- Brief
Repeat, without any change, the entries presented below.

Stored items from a collection:
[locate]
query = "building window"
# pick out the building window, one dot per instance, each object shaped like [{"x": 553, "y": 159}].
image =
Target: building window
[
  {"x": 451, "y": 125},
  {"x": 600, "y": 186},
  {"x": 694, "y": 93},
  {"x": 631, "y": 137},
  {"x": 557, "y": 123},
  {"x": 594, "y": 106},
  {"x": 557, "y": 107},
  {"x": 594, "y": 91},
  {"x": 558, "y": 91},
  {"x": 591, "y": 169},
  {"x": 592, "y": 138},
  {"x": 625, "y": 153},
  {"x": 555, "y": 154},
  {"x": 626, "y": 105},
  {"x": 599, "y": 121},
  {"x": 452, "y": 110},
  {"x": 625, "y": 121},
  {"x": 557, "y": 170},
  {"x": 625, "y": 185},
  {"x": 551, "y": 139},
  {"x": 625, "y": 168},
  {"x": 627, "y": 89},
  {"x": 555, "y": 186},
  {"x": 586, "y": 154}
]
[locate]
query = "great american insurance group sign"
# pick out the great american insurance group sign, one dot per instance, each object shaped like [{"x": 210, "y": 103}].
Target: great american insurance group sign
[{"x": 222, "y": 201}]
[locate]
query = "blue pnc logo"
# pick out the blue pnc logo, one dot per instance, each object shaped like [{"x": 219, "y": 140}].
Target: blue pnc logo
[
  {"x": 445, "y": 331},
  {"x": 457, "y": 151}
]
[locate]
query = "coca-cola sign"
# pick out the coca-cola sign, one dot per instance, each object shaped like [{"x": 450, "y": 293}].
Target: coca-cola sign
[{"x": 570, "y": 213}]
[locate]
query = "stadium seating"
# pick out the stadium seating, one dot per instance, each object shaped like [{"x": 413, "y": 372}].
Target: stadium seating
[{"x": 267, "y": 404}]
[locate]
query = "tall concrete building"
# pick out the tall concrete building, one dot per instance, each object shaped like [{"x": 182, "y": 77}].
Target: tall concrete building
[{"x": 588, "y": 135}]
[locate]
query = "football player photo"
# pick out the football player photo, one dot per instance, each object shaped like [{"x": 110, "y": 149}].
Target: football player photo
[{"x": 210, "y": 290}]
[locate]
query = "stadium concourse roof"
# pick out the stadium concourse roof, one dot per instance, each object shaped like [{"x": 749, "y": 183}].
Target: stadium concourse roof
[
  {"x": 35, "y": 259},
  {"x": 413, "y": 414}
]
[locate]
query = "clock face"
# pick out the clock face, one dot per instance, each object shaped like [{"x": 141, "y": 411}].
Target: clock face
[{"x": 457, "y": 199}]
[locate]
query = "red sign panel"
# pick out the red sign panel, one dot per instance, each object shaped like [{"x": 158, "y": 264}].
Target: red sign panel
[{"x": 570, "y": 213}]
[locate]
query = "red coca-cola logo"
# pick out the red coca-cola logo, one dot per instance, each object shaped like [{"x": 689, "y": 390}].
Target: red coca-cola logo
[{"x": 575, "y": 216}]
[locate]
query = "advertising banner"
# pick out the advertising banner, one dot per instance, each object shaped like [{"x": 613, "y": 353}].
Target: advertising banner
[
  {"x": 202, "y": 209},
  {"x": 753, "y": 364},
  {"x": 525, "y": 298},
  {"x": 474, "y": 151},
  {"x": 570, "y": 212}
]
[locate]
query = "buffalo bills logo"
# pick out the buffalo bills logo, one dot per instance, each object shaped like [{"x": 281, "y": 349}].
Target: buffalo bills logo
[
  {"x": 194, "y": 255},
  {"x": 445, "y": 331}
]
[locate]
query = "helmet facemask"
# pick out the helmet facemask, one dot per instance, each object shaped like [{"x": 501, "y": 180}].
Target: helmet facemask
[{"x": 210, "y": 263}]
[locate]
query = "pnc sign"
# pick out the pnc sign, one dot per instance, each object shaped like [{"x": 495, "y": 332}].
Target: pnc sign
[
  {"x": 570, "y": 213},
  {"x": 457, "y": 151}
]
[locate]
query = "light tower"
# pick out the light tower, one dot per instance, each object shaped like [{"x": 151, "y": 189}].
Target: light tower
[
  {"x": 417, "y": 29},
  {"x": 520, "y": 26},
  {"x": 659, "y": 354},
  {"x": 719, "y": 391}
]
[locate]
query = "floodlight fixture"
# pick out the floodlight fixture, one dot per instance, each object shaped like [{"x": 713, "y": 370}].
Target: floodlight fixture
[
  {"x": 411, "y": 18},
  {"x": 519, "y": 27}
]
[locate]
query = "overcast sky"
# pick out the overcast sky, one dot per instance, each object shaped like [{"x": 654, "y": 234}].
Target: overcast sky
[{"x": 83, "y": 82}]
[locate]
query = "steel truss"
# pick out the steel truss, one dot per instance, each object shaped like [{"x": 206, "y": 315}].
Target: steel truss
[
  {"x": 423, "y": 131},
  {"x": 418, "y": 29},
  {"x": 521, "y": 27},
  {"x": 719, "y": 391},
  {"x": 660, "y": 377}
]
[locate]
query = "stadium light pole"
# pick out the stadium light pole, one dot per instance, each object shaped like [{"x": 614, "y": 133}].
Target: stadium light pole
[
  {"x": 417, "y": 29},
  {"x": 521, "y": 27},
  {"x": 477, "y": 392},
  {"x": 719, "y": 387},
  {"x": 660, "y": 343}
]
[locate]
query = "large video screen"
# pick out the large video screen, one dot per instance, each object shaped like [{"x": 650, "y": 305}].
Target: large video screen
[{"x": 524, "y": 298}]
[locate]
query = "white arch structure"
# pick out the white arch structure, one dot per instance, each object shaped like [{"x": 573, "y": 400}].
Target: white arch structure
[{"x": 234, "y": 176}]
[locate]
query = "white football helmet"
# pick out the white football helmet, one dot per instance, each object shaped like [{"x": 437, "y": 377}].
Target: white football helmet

- In response
[locate]
query = "building window"
# pick out the building window, one dot per instance, each object shaped like [{"x": 553, "y": 159}].
image =
Target: building window
[
  {"x": 451, "y": 125},
  {"x": 600, "y": 186},
  {"x": 694, "y": 93},
  {"x": 631, "y": 137},
  {"x": 557, "y": 123},
  {"x": 594, "y": 106},
  {"x": 557, "y": 107},
  {"x": 594, "y": 91},
  {"x": 558, "y": 91},
  {"x": 591, "y": 169},
  {"x": 592, "y": 138},
  {"x": 625, "y": 153},
  {"x": 555, "y": 154},
  {"x": 626, "y": 105},
  {"x": 599, "y": 121},
  {"x": 452, "y": 110},
  {"x": 625, "y": 121},
  {"x": 557, "y": 170},
  {"x": 625, "y": 185},
  {"x": 551, "y": 139},
  {"x": 625, "y": 168},
  {"x": 627, "y": 89},
  {"x": 555, "y": 186},
  {"x": 586, "y": 154}
]
[locate]
query = "great american insurance group sign"
# pick out the great american insurance group sign, one dot per instance, each object shaped like [{"x": 210, "y": 103}].
Target: great american insurance group sign
[{"x": 222, "y": 201}]
[locate]
query = "blue pnc logo"
# pick out the blue pnc logo, one dot per instance, each object shaped like [{"x": 219, "y": 140}].
Target: blue pnc logo
[
  {"x": 445, "y": 331},
  {"x": 457, "y": 151}
]
[locate]
query = "coca-cola sign"
# pick out the coca-cola sign, one dot per instance, each object shaped like [{"x": 450, "y": 293}].
Target: coca-cola sign
[{"x": 570, "y": 213}]
[locate]
query = "stadium seating"
# pick out the stadium seating, one dot per instance, each object shaped like [{"x": 413, "y": 372}].
Target: stadium seating
[{"x": 267, "y": 404}]
[locate]
query = "tall concrete building"
# pick out the tall concrete building, one dot per instance, each object shaped like [{"x": 182, "y": 77}].
Target: tall concrete building
[{"x": 588, "y": 135}]
[locate]
query = "football player photo"
# pick out the football player photo, one dot per instance, each object shaped like [{"x": 110, "y": 149}].
Target: football player photo
[{"x": 210, "y": 290}]
[locate]
query = "stadium concourse roof"
# pick out the stadium concourse roof, one dot per instance, each object shaped like [{"x": 749, "y": 183}].
Target: stadium concourse roof
[
  {"x": 35, "y": 259},
  {"x": 413, "y": 414}
]
[locate]
query = "clock face"
# pick out the clock face, one dot per instance, each object shaped like [{"x": 141, "y": 411}].
Target: clock face
[{"x": 457, "y": 199}]
[locate]
query = "red sign panel"
# pick out the red sign panel, one dot per instance, each object shaped like [{"x": 158, "y": 264}].
Target: red sign panel
[{"x": 570, "y": 213}]
[locate]
query = "red coca-cola logo"
# pick out the red coca-cola logo, one dot per instance, each object shaped like [{"x": 689, "y": 390}].
Target: red coca-cola logo
[{"x": 575, "y": 216}]
[locate]
query = "advertising banner"
# pick out the advertising banner, one dot per instance, each object shaped like [{"x": 613, "y": 353}].
Target: advertising banner
[
  {"x": 202, "y": 209},
  {"x": 753, "y": 364},
  {"x": 525, "y": 298},
  {"x": 474, "y": 151},
  {"x": 570, "y": 212}
]
[locate]
query = "buffalo bills logo"
# pick out the buffalo bills logo, one dot per instance, each object shaped like [{"x": 281, "y": 349}].
Target: buffalo bills logo
[
  {"x": 194, "y": 255},
  {"x": 445, "y": 331}
]
[locate]
query = "helmet facemask"
# pick out the helmet facemask, one dot per instance, each object shaped like [{"x": 501, "y": 180}].
Target: helmet facemask
[{"x": 210, "y": 263}]
[locate]
query = "pnc sign"
# pick out the pnc sign, one dot per instance, each object shaped like [{"x": 495, "y": 332}].
Target: pnc sign
[
  {"x": 570, "y": 213},
  {"x": 457, "y": 151}
]
[locate]
query = "light tower"
# pick out the light tower, one dot per instance, each object shaped like [{"x": 151, "y": 189}].
Target: light tower
[
  {"x": 417, "y": 29},
  {"x": 520, "y": 26},
  {"x": 659, "y": 354},
  {"x": 719, "y": 391}
]
[locate]
query = "floodlight fixture"
# pick out the floodlight fixture, one dot per instance, each object shaped like [{"x": 713, "y": 370}].
Target: floodlight fixture
[
  {"x": 411, "y": 18},
  {"x": 519, "y": 27}
]
[locate]
query = "overcast sky"
# pick out the overcast sky, one dot per instance, each object shaped like [{"x": 654, "y": 234}].
Target: overcast sky
[{"x": 83, "y": 82}]
[locate]
query = "steel truss"
# pick out the steel truss, one dot per instance, each object shaped like [{"x": 206, "y": 315}].
Target: steel truss
[
  {"x": 423, "y": 131},
  {"x": 418, "y": 29},
  {"x": 521, "y": 27},
  {"x": 719, "y": 391},
  {"x": 660, "y": 377}
]
[locate]
query = "stadium light pole"
# pick out the stadium light pole, one dot per instance, each object shaped like [{"x": 614, "y": 133}].
Target: stadium light pole
[
  {"x": 417, "y": 29},
  {"x": 521, "y": 27},
  {"x": 477, "y": 392},
  {"x": 719, "y": 387},
  {"x": 660, "y": 343}
]
[locate]
query = "large video screen"
# pick out the large video screen, one dot per instance, each object shaped like [{"x": 650, "y": 305}].
Target: large video screen
[{"x": 524, "y": 298}]
[locate]
query = "white arch structure"
# pick out the white arch structure, one dot per instance, each object shaped like [{"x": 573, "y": 400}].
Target: white arch structure
[{"x": 234, "y": 176}]
[locate]
query = "white football helmet"
# pick out the white football helmet, one dot per instance, each object shaped like [{"x": 437, "y": 377}].
Target: white football helmet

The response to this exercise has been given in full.